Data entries
-----

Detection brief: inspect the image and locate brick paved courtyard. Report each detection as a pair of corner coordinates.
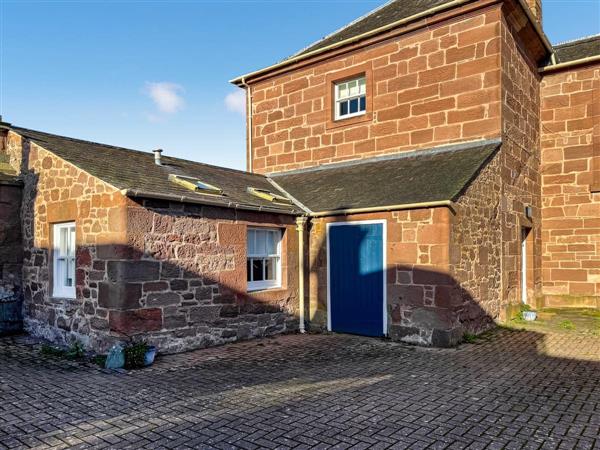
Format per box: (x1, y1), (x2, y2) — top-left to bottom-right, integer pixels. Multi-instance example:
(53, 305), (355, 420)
(1, 328), (600, 449)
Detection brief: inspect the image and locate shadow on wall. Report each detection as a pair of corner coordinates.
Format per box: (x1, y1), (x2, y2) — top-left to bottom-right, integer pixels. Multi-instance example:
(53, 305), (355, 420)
(307, 216), (497, 348)
(13, 138), (498, 352)
(23, 216), (497, 352)
(24, 239), (300, 354)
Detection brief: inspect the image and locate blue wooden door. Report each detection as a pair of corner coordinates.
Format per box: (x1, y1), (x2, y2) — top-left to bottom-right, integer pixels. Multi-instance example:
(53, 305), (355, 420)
(329, 223), (384, 337)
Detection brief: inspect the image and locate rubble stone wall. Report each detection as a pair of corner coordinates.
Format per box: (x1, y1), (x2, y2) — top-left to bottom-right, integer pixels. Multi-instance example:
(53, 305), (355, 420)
(113, 199), (299, 353)
(4, 131), (126, 348)
(4, 132), (300, 353)
(497, 9), (543, 310)
(452, 151), (503, 331)
(308, 209), (471, 347)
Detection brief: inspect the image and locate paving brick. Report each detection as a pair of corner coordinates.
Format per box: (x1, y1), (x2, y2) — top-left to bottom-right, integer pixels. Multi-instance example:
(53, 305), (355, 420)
(1, 329), (599, 449)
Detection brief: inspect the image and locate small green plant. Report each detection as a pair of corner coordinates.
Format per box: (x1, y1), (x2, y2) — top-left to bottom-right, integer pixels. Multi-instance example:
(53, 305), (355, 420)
(40, 341), (86, 360)
(462, 332), (478, 344)
(560, 320), (575, 330)
(40, 344), (66, 357)
(511, 304), (534, 323)
(65, 341), (86, 360)
(124, 342), (149, 369)
(91, 354), (107, 367)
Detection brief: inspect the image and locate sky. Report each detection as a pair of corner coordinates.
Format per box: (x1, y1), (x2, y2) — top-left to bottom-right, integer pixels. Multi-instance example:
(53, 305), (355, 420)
(1, 0), (599, 170)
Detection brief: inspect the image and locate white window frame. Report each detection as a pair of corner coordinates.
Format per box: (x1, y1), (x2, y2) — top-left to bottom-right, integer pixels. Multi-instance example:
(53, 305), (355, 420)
(334, 75), (367, 120)
(247, 227), (282, 292)
(52, 222), (76, 299)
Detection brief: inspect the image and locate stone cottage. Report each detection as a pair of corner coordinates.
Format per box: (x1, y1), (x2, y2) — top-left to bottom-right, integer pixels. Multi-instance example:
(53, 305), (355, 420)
(0, 0), (598, 351)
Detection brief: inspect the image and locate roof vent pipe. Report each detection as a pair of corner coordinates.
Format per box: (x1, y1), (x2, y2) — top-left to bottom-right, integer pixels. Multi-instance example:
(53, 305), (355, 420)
(153, 148), (163, 166)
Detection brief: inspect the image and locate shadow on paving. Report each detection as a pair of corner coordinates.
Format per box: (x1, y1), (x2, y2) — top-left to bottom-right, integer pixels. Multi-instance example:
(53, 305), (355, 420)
(1, 328), (600, 449)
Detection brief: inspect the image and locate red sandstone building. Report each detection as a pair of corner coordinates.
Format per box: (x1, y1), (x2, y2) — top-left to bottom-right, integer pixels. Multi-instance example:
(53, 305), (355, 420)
(0, 0), (598, 351)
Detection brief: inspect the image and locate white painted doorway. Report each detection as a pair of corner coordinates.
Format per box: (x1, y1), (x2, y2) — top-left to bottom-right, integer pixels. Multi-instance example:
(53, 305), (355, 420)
(521, 227), (531, 305)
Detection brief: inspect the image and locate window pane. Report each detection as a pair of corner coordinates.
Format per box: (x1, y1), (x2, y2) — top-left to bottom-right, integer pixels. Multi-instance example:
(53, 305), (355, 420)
(68, 227), (76, 257)
(338, 82), (348, 100)
(57, 259), (65, 289)
(340, 101), (348, 117)
(247, 259), (252, 281)
(247, 229), (256, 255)
(266, 231), (277, 255)
(60, 227), (68, 256)
(252, 259), (264, 281)
(255, 230), (267, 255)
(359, 95), (366, 112)
(348, 80), (358, 96)
(66, 258), (74, 287)
(349, 98), (359, 114)
(358, 77), (366, 94)
(265, 258), (277, 281)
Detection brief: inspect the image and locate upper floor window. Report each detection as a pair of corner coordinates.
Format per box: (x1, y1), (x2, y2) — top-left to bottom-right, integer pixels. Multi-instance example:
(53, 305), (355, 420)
(53, 222), (76, 298)
(335, 76), (366, 120)
(247, 228), (282, 291)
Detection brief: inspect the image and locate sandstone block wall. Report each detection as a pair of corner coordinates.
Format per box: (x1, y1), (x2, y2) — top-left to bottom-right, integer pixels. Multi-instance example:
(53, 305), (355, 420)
(0, 182), (23, 325)
(4, 131), (127, 348)
(114, 200), (299, 353)
(498, 8), (543, 308)
(541, 64), (600, 306)
(4, 132), (300, 353)
(249, 4), (502, 174)
(307, 209), (482, 347)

-----

#### Exercise instructions:
If a line in the records above holds the string "white", copy it.

#### Exercise solution:
Detection brief: inspect the image and locate white window frame. Report each detection as a pair of corner coordinates.
Detection brief: inspect the image and locate white painted doorway. Report each detection as a pair of corner coordinates.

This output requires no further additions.